INPUT:
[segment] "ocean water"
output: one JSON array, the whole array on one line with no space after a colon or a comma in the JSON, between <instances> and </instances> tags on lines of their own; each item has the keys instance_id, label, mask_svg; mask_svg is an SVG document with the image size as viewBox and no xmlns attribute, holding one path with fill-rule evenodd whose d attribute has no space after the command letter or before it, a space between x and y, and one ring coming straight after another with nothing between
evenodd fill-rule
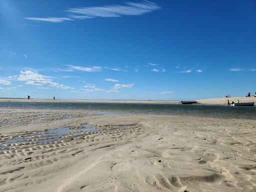
<instances>
[{"instance_id":1,"label":"ocean water","mask_svg":"<svg viewBox=\"0 0 256 192\"><path fill-rule=\"evenodd\" d=\"M96 112L105 115L140 114L256 120L255 106L206 106L198 104L0 102L0 108L78 110Z\"/></svg>"}]
</instances>

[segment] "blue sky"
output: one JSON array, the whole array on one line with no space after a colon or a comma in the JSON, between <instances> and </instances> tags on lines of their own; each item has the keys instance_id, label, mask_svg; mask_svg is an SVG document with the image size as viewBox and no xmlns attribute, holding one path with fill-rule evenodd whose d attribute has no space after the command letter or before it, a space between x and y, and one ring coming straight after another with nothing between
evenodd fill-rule
<instances>
[{"instance_id":1,"label":"blue sky","mask_svg":"<svg viewBox=\"0 0 256 192\"><path fill-rule=\"evenodd\" d=\"M0 97L256 92L254 0L0 0Z\"/></svg>"}]
</instances>

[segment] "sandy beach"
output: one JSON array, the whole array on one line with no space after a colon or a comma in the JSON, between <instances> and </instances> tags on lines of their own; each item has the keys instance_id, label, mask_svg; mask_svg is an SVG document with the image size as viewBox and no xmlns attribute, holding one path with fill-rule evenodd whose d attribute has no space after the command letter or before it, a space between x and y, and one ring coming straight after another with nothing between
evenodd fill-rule
<instances>
[{"instance_id":1,"label":"sandy beach","mask_svg":"<svg viewBox=\"0 0 256 192\"><path fill-rule=\"evenodd\" d=\"M256 120L0 114L0 192L256 190Z\"/></svg>"},{"instance_id":2,"label":"sandy beach","mask_svg":"<svg viewBox=\"0 0 256 192\"><path fill-rule=\"evenodd\" d=\"M230 102L236 102L239 100L240 102L255 102L256 97L233 97L230 98L214 98L197 100L201 104L226 105L228 100ZM84 102L84 103L116 103L116 104L180 104L179 101L172 100L55 100L52 99L31 99L0 98L0 102Z\"/></svg>"}]
</instances>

GIVEN EXERCISE:
List every line in the rows above that contains the word "segment", copying each such line in full.

CORRECT RESPONSE:
[segment] "ocean water"
[segment] "blue sky"
[segment] "sandy beach"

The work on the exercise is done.